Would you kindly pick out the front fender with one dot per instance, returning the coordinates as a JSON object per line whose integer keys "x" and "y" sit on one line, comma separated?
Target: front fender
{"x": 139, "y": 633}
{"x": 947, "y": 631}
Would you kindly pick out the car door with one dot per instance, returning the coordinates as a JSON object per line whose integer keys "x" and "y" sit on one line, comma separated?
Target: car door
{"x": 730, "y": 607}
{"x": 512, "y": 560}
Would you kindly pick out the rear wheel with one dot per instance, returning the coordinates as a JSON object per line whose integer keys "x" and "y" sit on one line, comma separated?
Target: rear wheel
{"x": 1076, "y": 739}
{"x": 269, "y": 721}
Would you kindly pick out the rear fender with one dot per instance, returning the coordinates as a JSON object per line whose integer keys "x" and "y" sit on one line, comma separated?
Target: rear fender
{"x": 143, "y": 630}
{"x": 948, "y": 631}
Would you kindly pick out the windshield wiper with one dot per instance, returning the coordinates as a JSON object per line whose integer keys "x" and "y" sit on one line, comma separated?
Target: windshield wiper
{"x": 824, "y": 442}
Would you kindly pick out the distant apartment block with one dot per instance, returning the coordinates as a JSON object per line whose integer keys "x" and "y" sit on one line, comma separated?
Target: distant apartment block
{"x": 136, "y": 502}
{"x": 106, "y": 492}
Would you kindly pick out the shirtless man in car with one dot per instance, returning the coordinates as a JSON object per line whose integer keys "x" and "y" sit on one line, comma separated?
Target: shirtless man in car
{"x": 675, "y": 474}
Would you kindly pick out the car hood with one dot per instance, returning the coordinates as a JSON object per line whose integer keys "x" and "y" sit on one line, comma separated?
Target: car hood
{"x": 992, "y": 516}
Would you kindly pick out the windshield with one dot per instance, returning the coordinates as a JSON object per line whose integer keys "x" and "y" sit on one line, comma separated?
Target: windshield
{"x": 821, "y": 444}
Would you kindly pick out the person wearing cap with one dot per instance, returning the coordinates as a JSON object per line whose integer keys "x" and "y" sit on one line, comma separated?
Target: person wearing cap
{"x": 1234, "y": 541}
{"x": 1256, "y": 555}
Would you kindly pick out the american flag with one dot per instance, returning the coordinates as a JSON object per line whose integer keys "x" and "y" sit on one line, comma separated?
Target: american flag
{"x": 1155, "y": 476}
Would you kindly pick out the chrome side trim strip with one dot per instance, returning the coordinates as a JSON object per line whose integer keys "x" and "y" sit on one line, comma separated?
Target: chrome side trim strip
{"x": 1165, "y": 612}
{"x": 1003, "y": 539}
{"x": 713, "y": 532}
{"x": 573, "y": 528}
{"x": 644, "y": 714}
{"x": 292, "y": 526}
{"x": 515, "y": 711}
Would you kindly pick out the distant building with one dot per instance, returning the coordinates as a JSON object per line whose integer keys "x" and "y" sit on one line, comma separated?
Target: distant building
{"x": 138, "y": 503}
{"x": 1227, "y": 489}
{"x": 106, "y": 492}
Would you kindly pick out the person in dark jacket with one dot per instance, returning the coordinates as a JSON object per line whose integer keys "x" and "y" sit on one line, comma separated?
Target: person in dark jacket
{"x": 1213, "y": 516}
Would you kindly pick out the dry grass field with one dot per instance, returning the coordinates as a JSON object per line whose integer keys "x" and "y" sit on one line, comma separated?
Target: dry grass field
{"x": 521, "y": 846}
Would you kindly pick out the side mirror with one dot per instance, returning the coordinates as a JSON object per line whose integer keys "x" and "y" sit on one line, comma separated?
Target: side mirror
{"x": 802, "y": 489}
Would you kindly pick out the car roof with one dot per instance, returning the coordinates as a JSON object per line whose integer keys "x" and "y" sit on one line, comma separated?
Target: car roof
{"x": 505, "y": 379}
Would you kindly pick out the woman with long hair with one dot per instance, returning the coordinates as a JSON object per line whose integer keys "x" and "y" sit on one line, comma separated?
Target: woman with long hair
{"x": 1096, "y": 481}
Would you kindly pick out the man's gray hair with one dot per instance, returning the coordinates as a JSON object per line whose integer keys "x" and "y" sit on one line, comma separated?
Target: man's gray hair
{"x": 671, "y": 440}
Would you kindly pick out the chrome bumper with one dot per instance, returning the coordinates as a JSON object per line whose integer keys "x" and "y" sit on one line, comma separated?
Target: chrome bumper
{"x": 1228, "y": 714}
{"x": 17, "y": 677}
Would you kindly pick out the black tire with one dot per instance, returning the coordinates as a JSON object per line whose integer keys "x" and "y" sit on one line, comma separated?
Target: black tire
***
**EXERCISE PROMPT**: Please repeat the listing above in full and exactly.

**RESPONSE FOR THIS EXERCISE**:
Would you kindly pick out the front fender with one dot per instance, returning the coordinates as a JSON object per line whose integer keys "x" and "y" sit on one line, comma separated?
Target: front fender
{"x": 139, "y": 633}
{"x": 947, "y": 631}
Would you kindly pick out the car door with one dot per instance, returning the coordinates as a JSON object per line whose integer keys "x" and "y" sit on one line, comma separated?
Target: car door
{"x": 730, "y": 607}
{"x": 512, "y": 560}
Would you kindly pick out the rear wheel with one dot per instance, returning the coordinates as a JSON object per line whose integer keys "x" and "y" sit on one line, comma separated?
Target: rear wheel
{"x": 1076, "y": 739}
{"x": 269, "y": 721}
Would you kindly pick out the rear fender with one dot per instance, returning the coordinates as a JSON object per line whose integer keys "x" and "y" sit on one line, comma separated?
Target: rear fender
{"x": 143, "y": 630}
{"x": 948, "y": 631}
Would you kindly pick out the windshield wiper with one dot per instance, returning the coordinates as a JSON object per line whose integer keys "x" and "y" sit on one line, comma separated?
Target: windshield wiper
{"x": 824, "y": 442}
Would you kindly pick out the distant apartment block with one dot per instance, returning the coordinates as a JSON object per line whose integer keys "x" and "y" sit on one line, comma separated?
Target: distant apartment block
{"x": 136, "y": 502}
{"x": 106, "y": 492}
Would you kindly pick out the shirtless man in car with one dot per instance, returning the coordinates as a JSON object per line whose integer keys "x" and "y" sit on one line, comma separated?
Target: shirtless man in car
{"x": 675, "y": 474}
Would you kindly pick out the car hood with one dot per instance, returning the coordinates as a JSON object per line whose integer keys "x" and "y" sit on one line, comma separated?
Target: car hood
{"x": 992, "y": 516}
Would you kindly pick out the windshield with one dot per instance, returning the coordinates as a JSON object per line whose integer keys "x" and "y" sit on one line, comma separated?
Target: windshield
{"x": 821, "y": 444}
Would you kindly pick out the person wearing cap with one dot per instance, returning the coordinates as a JSON object per line whose integer keys "x" and "y" sit on one line, comma separated?
Target: person wearing cap
{"x": 1234, "y": 541}
{"x": 1256, "y": 555}
Would you kindly pick out the american flag with one dot per instance, returning the coordinates as a JSON object per line whose integer keys "x" and "y" sit on one line, comma separated?
Target: american flag
{"x": 1155, "y": 476}
Would you kindly pick out the chrome side trim strip with one dot per instance, returning the coordinates as a JSON object per line whose integer keys "x" and "y" sit on one line, comma separated?
Target: chrome side trim strip
{"x": 1165, "y": 612}
{"x": 1003, "y": 539}
{"x": 713, "y": 532}
{"x": 573, "y": 528}
{"x": 644, "y": 714}
{"x": 292, "y": 526}
{"x": 515, "y": 711}
Would you kindly pick out the distant building with one dot per instance, returning the coordinates as a JSON object per line whose integer keys "x" and "y" sit on one line, comma separated?
Target: distant building
{"x": 138, "y": 503}
{"x": 1227, "y": 489}
{"x": 106, "y": 492}
Would you kindly pick out the person in dark jacket with one dot per instance, returning the coordinates as a JSON object per line whose integer keys "x" and "y" sit on one line, comma separated?
Target: person in dark jacket
{"x": 1213, "y": 516}
Would you kindly pick out the dry grass field with one dot per instance, returning the coordinates as a JSON object per line whose integer keys "x" and "y" sit on one line, comma separated?
Target: dry grass field
{"x": 521, "y": 846}
Would you kindly pick out the side mirror with one dot per instance, returning the coordinates as a JSON object per line whose integer keys "x" and "y" sit on one line, comma separated?
Target: side mirror
{"x": 802, "y": 489}
Would you kindly pick out the car roof with one dot per instance, returning the coordinates as a JSON object per line whose integer keys "x" and "y" sit on one line, comma separated?
Target: car roof
{"x": 505, "y": 379}
Would you kindly pick out the woman with long hair with one dot per instance, returning the coordinates as a JSON object per line whose integer keys "x" and "y" sit on one line, comma separated?
Target: woman with long hair
{"x": 1096, "y": 481}
Would you kindly pick out the man's gray hair with one dot per instance, returning the coordinates as a JSON object per line whose integer keys "x" and "y" sit on one line, comma separated?
Target: man's gray hair
{"x": 671, "y": 440}
Would you kindly pick out the chrome bumper with one dot per instance, returning the coordinates as a JSON object per line whose integer keys "x" and "y" sit on one line, comma separated?
Target: chrome bumper
{"x": 1228, "y": 714}
{"x": 17, "y": 677}
Would you kindly pick out the black tire with one dot per instance, returning the coordinates as a JSON object per line whose integer keys "x" and "y" sit on one line, comma separated?
Target: black tire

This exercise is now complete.